• **Exercise**
Reproduce all of the following material verbatim, line for line, with no alteration.

*****

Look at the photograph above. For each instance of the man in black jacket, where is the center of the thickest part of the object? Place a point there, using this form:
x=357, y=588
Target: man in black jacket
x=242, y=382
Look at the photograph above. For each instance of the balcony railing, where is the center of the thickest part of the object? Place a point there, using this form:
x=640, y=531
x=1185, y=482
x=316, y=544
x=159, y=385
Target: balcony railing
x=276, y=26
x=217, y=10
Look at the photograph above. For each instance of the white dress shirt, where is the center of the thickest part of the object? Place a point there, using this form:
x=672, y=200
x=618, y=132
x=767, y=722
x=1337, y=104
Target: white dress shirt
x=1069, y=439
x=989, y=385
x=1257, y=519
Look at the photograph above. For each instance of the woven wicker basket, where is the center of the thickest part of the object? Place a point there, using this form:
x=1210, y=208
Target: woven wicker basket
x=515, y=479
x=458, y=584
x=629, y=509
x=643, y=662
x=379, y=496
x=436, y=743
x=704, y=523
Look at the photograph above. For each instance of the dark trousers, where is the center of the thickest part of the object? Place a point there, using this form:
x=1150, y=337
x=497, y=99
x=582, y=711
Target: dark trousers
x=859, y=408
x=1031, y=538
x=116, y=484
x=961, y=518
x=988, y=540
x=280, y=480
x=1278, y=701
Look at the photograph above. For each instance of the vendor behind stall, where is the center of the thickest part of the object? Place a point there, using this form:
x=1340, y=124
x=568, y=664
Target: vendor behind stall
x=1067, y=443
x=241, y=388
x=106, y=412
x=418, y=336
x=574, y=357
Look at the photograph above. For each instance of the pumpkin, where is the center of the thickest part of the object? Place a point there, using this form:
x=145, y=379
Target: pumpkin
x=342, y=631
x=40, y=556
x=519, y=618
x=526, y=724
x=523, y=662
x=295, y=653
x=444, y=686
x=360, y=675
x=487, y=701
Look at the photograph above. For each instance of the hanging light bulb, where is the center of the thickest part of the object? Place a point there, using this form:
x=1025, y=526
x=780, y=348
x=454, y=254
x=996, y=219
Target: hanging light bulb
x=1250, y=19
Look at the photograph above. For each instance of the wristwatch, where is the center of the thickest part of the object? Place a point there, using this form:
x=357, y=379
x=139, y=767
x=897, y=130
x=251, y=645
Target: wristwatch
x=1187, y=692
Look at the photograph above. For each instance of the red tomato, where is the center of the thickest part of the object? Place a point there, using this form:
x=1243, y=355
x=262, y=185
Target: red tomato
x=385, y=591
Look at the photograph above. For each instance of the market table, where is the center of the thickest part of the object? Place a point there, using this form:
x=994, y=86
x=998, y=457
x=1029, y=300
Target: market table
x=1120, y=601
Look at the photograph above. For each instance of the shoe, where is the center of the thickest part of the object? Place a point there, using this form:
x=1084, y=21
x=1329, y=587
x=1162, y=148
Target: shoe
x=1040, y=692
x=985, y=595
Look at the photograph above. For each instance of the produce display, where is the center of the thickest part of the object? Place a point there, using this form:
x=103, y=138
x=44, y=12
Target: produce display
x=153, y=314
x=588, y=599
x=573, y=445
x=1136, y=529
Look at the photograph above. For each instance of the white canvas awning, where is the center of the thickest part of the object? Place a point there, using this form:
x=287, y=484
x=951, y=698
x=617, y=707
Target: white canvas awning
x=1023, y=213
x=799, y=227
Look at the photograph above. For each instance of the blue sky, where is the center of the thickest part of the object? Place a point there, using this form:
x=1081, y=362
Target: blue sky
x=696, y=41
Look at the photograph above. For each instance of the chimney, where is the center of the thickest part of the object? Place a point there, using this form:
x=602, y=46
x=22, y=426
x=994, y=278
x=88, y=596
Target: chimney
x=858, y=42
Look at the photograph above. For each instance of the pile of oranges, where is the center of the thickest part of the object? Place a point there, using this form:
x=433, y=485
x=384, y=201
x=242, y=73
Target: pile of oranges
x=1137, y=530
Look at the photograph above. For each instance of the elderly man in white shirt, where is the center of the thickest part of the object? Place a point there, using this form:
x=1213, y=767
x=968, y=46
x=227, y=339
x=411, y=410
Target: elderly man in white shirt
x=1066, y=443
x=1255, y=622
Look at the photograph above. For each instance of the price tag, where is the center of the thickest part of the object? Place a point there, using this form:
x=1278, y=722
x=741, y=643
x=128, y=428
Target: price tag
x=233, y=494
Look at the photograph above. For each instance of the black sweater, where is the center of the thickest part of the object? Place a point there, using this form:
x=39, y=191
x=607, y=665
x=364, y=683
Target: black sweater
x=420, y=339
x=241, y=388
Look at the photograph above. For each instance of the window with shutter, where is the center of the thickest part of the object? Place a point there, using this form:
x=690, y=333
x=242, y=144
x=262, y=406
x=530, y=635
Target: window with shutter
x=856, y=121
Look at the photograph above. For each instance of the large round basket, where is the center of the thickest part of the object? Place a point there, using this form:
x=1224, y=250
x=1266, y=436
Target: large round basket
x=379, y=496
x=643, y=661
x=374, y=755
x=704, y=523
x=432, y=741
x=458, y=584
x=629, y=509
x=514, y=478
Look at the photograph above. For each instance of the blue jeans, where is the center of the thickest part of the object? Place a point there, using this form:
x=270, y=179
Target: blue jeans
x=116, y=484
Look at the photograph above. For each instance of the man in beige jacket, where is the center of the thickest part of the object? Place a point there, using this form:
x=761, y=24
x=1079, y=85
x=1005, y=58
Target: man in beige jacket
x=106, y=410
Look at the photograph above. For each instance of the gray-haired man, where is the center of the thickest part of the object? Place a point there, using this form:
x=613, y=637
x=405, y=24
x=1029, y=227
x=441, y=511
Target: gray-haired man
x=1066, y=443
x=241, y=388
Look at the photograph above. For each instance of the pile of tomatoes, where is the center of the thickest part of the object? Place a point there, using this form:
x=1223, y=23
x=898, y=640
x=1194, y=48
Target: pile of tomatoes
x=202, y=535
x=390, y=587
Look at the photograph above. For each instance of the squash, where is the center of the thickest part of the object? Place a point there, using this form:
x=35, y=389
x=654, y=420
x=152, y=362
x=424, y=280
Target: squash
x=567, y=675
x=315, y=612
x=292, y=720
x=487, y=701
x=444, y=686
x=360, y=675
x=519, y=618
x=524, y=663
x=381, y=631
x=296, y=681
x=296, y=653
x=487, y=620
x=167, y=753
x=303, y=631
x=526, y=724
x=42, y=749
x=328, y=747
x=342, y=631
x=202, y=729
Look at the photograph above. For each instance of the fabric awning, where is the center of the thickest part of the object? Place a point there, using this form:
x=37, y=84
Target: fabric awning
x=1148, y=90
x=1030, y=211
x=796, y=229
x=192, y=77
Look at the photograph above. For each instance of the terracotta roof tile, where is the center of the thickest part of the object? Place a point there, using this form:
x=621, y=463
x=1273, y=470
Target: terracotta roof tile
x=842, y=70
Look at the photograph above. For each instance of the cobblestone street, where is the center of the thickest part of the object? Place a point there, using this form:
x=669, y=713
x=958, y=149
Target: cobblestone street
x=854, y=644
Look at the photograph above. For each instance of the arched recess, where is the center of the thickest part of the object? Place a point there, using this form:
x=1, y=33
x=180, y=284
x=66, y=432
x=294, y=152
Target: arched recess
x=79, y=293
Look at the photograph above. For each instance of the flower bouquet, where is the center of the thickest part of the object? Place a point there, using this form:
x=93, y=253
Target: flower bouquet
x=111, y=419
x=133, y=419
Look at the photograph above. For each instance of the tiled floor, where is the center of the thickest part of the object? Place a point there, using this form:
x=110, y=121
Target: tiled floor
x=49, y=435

*****

• **Solution**
Look at the photograph above. For each instance of the man in black jacket, where is the center of the thickest part of the object? Place a point there, using this form:
x=357, y=588
Target: man in black jacket
x=242, y=382
Look at the photograph above. For each instance of the balcony railing, where is the center of the thickest part of the object? Place a point there, using this form:
x=640, y=531
x=1185, y=482
x=316, y=544
x=159, y=385
Target: balcony railing
x=276, y=26
x=217, y=10
Look at the photograph above. For each instance of the white dress shirt, where is the center of the thickest part of the object? Place a point there, using this form:
x=672, y=200
x=618, y=132
x=767, y=722
x=1337, y=104
Target: white dress shirt
x=1069, y=439
x=989, y=385
x=1257, y=519
Look at the photograph above. For each instance of the woven wicker basket, where is the center of the thickest part of the object? Place a point there, using this form:
x=1210, y=208
Target: woven wicker basket
x=515, y=479
x=458, y=584
x=629, y=509
x=643, y=662
x=379, y=496
x=436, y=743
x=704, y=523
Look at the photograph above. For each instance of the dark trousers, where is the center of the thickest part of the object? Place a point there, using this form:
x=1150, y=337
x=497, y=99
x=582, y=711
Target: dark trousers
x=859, y=408
x=1031, y=538
x=116, y=484
x=961, y=518
x=988, y=540
x=280, y=480
x=1278, y=701
Look at the photograph above. For each instance of the vendor behind stall, where is the center of the thickest part of the object? Place a point there, using this form:
x=1340, y=124
x=568, y=664
Target: vendor behind stall
x=1067, y=443
x=241, y=388
x=106, y=412
x=418, y=336
x=574, y=357
Look at the photograph above. For each instance of the pumpkin, where is the center of the thickest part of the object? Place a point there, using this form:
x=145, y=379
Target: pumpkin
x=342, y=631
x=40, y=556
x=519, y=618
x=526, y=724
x=523, y=662
x=295, y=653
x=444, y=686
x=360, y=675
x=487, y=701
Look at the photograph above. For each instance of the hanging light bulb, where is the center of the thickest part of the object? Place a point there, using this form:
x=1025, y=526
x=780, y=348
x=454, y=254
x=996, y=219
Target: hanging light bulb
x=1250, y=19
Look at the photograph above. For each instance of the wristwatch, where is the center of the thickest part of the object? Place a point there, using this form:
x=357, y=379
x=139, y=767
x=897, y=130
x=251, y=645
Target: wristwatch
x=1187, y=692
Look at the photograph above. For each instance of the red tomato, where is the center of the thickest part of the object? Place a point there, using this form:
x=1243, y=355
x=262, y=185
Target: red tomato
x=385, y=591
Look at the photograph above. For each instance of the market table, where is the center of the thickest part of the object? Place a point there, using this form:
x=994, y=86
x=998, y=457
x=1029, y=300
Target: market table
x=1120, y=601
Look at the photograph above. For each instance of the shoe, where is the center of the thickest part of the object? Place a point there, using this form:
x=1084, y=21
x=1329, y=587
x=1162, y=148
Target: shoe
x=1040, y=692
x=985, y=595
Look at the photograph above. For each instance of the produce display, where is the center of the thickest part of the object? Place a point there, using this form:
x=103, y=138
x=44, y=12
Target: produce display
x=153, y=314
x=588, y=599
x=573, y=445
x=1136, y=529
Look at the photograph above. For each instance of the white canvas awning, where is the center of the thickest part of the object? Place a point there, using this form:
x=287, y=484
x=951, y=698
x=617, y=707
Target: white canvas awning
x=1023, y=213
x=799, y=227
Look at the photograph above. For each instance of the blue sky, where is the center of the thickest part of the object? Place a point there, using this form:
x=1081, y=362
Target: blue sky
x=696, y=41
Look at the photograph above. For each instance of the chimney, where is the center of the thickest part of the object? Place a point there, using this form:
x=602, y=46
x=22, y=426
x=994, y=278
x=88, y=596
Target: chimney
x=858, y=42
Look at the photograph above. For each instance of the pile of oranges, where is the center of the thickest part of the object? Place a point there, using this form:
x=433, y=485
x=384, y=201
x=242, y=73
Target: pile of oranges
x=1137, y=530
Look at the photograph above. For each instance of the elderly man in white shirt, where is the center of the thickest part of the object? Place a point there, using this form:
x=1213, y=767
x=968, y=46
x=227, y=339
x=411, y=410
Target: elderly man in white shirt
x=1066, y=443
x=1255, y=622
Look at the photograph above. For each instance of the price tag, where is the center of the thickest part of the object? Place a point there, using this form:
x=1278, y=722
x=741, y=643
x=128, y=428
Target: price tag
x=233, y=494
Look at the photograph above. For each instance of the black sweater, where is the center of the thickest part of the object? Place a point there, using this form:
x=39, y=191
x=607, y=665
x=364, y=683
Target: black sweater
x=420, y=339
x=241, y=388
Look at the photograph above. For each instance of the window with shutter, where is the center of the thickest part of the object? Place a point there, using this form:
x=690, y=333
x=242, y=144
x=262, y=406
x=530, y=635
Target: window with shutter
x=856, y=121
Look at the photograph above. For each instance of the large round basket, where is the center of the thickest part of the object? Place a point there, using this form:
x=1224, y=250
x=1266, y=436
Target: large round basket
x=379, y=496
x=643, y=661
x=374, y=755
x=704, y=523
x=432, y=741
x=458, y=584
x=629, y=509
x=514, y=478
Look at the photograph above. For each instance of the blue jeans, where is the center of the thickest part of the object? Place a point there, using this form:
x=270, y=179
Target: blue jeans
x=116, y=484
Look at the photograph above. For each instance of the man in beige jacket, where is the center of the thickest part of the object? Place a point there, using this form:
x=761, y=24
x=1079, y=85
x=1005, y=58
Target: man in beige jacket
x=106, y=410
Look at the photograph above. For each instance of the gray-haired man, where is the center of the thickest part of the object? Place a point there, using this form:
x=613, y=637
x=405, y=24
x=1029, y=227
x=441, y=511
Target: gray-haired man
x=1066, y=443
x=241, y=388
Look at the photograph above. For each instance of the pile of tomatoes, where is the center of the thickest part of the object? Place a point there, using this form:
x=1223, y=23
x=898, y=640
x=1194, y=48
Target: pile of tomatoes
x=202, y=535
x=390, y=587
Look at the photograph above. For each instance of the squash, where is the center of the thickest part of the object? Place a point there, using this form:
x=35, y=389
x=654, y=420
x=152, y=362
x=424, y=280
Target: squash
x=567, y=675
x=315, y=612
x=292, y=720
x=487, y=701
x=444, y=686
x=360, y=675
x=519, y=618
x=524, y=663
x=381, y=631
x=296, y=681
x=296, y=653
x=487, y=620
x=167, y=753
x=303, y=631
x=526, y=724
x=42, y=749
x=328, y=747
x=342, y=631
x=202, y=729
Look at the photograph above. For each instance of the fabric awning, where is the center of the thickest part of the object? Place a point there, using this form:
x=37, y=84
Target: fabric awning
x=1148, y=90
x=1030, y=211
x=796, y=229
x=192, y=77
Look at the photograph above. For each instance of the terracotta roof tile, where is the center of the thickest part of the object? Place a point there, using this form:
x=621, y=463
x=1273, y=470
Target: terracotta roof tile
x=842, y=70
Look at the photograph above. For each instance of the cobblestone street, where is the center of the thickest part of the object? Place a point there, using this form:
x=669, y=713
x=958, y=149
Target: cobblestone street
x=854, y=644
Look at the photograph above. For each instance of the arched recess, where is the center of the thickest part of the object? Place a point there, using this form:
x=1, y=33
x=180, y=284
x=66, y=432
x=294, y=152
Target: arched recess
x=79, y=293
Look at the photograph above. For each instance of the flower bouquet, where is the center of the thickest part of the object? Place a point there, using this form:
x=93, y=253
Target: flower bouquet
x=111, y=419
x=133, y=419
Look at the photograph above. For each instance of the tiled floor, where is the center of the thickest part of the object? Place a point there, using this form:
x=110, y=121
Target: tiled floor
x=49, y=435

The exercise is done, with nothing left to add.